» **Your objective**
Please extract each line below that contains the word "tree". Case counts.

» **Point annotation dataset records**

⟨

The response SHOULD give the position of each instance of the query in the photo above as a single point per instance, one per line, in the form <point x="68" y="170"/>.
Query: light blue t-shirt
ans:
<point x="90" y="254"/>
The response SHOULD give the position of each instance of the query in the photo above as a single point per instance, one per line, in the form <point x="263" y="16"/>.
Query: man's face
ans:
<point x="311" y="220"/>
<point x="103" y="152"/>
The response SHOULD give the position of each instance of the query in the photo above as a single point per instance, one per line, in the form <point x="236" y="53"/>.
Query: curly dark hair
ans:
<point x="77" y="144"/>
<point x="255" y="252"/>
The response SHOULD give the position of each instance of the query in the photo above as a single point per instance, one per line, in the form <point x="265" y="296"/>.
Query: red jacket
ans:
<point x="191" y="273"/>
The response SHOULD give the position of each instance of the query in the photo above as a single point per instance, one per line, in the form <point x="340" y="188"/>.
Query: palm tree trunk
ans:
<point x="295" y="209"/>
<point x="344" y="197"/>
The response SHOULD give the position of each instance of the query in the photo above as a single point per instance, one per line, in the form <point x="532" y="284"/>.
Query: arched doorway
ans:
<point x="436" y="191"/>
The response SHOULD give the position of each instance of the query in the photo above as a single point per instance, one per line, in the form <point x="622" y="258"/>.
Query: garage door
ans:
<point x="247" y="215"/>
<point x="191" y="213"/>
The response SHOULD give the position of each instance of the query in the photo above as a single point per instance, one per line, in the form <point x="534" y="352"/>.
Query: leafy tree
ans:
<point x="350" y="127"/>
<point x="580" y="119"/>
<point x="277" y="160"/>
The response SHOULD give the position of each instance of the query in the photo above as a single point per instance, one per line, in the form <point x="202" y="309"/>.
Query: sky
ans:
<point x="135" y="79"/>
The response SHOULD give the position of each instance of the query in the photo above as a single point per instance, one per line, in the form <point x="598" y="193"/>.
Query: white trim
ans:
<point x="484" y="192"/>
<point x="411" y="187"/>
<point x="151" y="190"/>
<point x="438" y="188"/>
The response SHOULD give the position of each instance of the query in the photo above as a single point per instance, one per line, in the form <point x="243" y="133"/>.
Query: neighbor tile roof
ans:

⟩

» **Response for this exercise**
Query: palm tree trunk
Query: leafy tree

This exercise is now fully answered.